**Your instructions:**
Starting at the line that contains "on the brick" and continuing through the end of the data, rewrite those lines, switching "drill" to "exercise" and leaving everything else unchanged.

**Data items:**
————
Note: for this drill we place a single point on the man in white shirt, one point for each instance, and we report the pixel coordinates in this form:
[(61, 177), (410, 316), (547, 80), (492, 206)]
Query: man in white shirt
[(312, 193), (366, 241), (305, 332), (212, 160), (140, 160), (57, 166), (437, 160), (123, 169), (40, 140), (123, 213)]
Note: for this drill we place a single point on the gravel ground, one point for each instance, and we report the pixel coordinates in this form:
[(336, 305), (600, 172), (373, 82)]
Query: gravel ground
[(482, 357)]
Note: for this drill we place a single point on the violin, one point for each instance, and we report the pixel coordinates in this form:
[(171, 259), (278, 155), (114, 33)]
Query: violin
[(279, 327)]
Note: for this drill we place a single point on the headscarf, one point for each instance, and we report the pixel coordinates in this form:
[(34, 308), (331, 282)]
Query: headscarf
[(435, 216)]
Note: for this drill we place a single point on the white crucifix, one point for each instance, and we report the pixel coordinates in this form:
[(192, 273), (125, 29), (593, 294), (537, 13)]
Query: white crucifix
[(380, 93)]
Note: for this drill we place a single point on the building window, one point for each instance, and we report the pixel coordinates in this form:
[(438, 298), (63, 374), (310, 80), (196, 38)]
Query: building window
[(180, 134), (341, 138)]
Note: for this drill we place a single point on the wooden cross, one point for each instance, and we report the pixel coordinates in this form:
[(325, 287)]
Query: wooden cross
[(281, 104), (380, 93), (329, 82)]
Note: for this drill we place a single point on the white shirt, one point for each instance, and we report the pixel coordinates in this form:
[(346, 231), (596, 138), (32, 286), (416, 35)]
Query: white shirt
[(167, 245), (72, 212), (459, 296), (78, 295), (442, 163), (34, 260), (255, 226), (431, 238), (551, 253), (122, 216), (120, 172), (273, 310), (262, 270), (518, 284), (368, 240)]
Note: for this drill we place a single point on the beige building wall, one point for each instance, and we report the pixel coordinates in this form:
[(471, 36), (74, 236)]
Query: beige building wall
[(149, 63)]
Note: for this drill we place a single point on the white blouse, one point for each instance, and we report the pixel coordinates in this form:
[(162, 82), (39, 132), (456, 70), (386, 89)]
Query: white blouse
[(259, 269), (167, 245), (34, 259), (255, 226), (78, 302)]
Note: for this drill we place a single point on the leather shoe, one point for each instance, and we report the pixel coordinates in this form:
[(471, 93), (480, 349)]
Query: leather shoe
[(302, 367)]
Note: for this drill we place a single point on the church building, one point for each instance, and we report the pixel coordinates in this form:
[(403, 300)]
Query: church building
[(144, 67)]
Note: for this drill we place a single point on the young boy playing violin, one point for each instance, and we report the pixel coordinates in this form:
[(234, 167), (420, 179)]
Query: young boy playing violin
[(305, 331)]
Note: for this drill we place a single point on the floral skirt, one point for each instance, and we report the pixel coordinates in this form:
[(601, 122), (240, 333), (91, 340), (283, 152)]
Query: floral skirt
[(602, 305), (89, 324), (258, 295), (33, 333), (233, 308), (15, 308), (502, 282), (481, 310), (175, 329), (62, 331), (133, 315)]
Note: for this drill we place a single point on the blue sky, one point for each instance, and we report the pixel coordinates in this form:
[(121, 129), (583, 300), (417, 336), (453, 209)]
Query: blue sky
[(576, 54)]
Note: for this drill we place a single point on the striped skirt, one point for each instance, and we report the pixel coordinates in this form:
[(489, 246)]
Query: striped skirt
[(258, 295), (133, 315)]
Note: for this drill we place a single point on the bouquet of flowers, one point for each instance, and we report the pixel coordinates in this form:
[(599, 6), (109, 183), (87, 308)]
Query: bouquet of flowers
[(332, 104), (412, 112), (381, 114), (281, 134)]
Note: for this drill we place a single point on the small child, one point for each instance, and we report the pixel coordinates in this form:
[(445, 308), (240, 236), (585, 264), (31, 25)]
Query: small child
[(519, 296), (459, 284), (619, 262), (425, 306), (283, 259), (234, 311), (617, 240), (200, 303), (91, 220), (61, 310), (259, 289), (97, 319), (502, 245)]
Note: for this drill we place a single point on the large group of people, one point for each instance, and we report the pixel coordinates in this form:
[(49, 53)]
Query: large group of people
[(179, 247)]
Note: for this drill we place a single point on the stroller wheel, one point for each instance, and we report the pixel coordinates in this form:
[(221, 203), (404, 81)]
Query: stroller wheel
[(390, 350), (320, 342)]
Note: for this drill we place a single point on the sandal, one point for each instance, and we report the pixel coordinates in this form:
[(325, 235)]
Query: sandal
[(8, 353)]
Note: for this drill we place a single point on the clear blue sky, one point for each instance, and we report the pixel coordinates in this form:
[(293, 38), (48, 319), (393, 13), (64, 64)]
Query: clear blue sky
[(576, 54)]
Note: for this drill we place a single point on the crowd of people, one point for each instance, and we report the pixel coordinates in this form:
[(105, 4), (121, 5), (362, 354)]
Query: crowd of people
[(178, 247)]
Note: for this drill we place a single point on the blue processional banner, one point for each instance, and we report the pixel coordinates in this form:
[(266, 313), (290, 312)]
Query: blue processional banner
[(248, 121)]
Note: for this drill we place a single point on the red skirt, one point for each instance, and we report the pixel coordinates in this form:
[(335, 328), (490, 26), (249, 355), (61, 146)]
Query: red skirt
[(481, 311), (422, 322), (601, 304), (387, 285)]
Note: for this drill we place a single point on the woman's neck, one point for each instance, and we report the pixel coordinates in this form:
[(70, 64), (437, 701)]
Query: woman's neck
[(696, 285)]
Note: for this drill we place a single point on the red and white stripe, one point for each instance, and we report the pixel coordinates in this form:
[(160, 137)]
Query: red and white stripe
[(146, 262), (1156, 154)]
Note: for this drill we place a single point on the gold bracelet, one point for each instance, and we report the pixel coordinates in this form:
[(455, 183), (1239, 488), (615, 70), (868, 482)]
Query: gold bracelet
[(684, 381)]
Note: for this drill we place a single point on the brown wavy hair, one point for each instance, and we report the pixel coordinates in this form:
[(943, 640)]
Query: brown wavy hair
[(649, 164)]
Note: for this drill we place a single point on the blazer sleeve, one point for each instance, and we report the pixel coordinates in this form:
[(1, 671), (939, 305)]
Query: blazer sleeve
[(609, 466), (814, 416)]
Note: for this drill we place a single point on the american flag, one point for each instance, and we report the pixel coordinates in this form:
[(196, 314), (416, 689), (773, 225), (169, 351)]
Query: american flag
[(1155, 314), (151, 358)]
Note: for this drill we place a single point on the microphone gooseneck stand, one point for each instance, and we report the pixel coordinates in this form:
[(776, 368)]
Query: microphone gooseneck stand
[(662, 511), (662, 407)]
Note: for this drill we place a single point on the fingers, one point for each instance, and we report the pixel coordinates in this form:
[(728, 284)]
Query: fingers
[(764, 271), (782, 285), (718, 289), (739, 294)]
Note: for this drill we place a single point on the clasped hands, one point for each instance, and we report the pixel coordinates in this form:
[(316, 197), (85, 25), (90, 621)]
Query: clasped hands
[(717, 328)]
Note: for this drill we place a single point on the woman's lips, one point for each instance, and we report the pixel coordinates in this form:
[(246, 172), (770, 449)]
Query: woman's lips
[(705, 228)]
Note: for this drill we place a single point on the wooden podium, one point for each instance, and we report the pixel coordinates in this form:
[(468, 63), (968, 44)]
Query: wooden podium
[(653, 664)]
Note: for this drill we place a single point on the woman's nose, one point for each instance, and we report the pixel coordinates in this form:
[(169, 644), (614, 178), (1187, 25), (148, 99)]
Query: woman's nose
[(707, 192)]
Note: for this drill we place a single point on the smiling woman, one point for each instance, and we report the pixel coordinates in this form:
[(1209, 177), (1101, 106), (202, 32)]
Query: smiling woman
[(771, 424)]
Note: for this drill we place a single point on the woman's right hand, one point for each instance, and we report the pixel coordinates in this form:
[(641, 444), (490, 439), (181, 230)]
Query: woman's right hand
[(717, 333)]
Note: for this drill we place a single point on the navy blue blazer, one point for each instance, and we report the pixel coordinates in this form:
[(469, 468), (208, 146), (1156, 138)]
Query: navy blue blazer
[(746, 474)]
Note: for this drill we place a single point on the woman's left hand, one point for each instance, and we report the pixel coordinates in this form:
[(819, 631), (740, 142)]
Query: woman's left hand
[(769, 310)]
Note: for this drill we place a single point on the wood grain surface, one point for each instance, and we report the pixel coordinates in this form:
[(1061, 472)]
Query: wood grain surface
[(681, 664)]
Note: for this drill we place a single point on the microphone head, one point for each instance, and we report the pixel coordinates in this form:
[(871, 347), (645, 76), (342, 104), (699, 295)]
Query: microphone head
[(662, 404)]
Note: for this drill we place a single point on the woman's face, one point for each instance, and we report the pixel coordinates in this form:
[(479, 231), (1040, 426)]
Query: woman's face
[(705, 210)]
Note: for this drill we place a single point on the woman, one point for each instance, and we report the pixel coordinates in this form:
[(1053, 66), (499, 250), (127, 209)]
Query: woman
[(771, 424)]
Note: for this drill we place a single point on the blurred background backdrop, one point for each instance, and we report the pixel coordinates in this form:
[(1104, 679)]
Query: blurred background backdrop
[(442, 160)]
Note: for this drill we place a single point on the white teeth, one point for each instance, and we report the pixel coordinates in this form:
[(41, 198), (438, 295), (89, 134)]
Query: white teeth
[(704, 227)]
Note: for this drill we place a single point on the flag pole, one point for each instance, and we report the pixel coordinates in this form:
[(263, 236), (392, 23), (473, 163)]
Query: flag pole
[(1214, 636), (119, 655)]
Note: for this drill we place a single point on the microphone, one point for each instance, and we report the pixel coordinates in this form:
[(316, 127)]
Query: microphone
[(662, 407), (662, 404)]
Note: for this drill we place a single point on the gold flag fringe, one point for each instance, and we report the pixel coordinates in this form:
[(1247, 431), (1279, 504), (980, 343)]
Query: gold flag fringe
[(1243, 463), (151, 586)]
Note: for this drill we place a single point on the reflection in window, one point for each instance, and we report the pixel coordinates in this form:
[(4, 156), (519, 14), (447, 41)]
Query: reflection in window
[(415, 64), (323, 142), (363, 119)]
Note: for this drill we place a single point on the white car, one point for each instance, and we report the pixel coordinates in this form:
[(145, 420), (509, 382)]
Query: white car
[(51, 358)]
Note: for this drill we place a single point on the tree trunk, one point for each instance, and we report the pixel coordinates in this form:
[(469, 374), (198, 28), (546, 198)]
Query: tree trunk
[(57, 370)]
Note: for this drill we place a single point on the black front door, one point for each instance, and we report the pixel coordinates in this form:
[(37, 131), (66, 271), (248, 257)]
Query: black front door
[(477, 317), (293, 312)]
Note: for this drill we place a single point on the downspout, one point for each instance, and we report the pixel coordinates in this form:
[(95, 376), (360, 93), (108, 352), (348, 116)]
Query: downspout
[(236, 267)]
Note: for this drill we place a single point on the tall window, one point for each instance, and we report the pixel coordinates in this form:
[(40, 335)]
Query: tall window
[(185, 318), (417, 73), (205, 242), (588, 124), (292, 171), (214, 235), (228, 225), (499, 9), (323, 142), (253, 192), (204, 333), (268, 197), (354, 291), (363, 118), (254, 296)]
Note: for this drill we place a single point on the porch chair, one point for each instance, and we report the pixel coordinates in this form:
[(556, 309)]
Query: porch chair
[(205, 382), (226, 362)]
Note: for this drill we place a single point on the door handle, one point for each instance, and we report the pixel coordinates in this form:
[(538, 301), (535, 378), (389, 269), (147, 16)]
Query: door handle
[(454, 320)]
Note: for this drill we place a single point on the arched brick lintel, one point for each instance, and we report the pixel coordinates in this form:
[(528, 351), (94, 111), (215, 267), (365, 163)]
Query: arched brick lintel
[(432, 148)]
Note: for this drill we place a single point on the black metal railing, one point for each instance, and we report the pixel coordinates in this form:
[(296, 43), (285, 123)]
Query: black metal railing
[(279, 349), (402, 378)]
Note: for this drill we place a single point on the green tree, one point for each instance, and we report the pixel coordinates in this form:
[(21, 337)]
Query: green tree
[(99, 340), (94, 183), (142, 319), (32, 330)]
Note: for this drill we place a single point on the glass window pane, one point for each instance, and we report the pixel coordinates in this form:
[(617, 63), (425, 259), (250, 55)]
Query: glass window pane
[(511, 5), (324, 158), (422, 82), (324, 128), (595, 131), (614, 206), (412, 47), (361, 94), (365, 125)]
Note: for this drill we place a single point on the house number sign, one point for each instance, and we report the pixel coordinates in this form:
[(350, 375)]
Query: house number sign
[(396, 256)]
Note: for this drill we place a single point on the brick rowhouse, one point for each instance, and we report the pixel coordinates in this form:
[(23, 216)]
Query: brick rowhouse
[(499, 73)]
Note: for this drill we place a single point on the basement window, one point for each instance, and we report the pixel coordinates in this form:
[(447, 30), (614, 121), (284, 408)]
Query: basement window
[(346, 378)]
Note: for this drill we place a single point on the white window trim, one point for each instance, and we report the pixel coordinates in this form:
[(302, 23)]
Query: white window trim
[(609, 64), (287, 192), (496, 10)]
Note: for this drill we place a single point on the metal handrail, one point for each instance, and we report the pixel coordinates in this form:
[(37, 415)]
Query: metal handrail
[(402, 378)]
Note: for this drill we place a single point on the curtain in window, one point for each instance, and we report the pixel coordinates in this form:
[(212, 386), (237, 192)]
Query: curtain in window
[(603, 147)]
————
**Task response:**
Note: for this exercise we place a single point on the brick rowhouse, one point for each instance, and we report the pixel coordinates in this form:
[(23, 216)]
Query: brick rowhouse
[(499, 73)]
Note: for this exercise we place a single point on the basement window, one point for each instance, and we report the pixel coordinates in this form:
[(447, 30), (614, 121), (284, 408)]
Query: basement window
[(346, 378)]
Note: for this exercise we place a single point on the white window trim, one point for each instance, and we report the pixel coordinates in this form:
[(302, 23)]
Query: white window trim
[(609, 64), (287, 192), (496, 10)]
Note: for this exercise we place a single point on the metal handrail, one point for each instance, and we report the pixel coordinates in this form:
[(37, 415)]
Query: metal handrail
[(402, 378)]
Note: for this exercise we place a single point on the curtain in window, one point for each instance, and we report the pixel coordinates in this form:
[(212, 386), (237, 192)]
Query: curtain in window
[(603, 147)]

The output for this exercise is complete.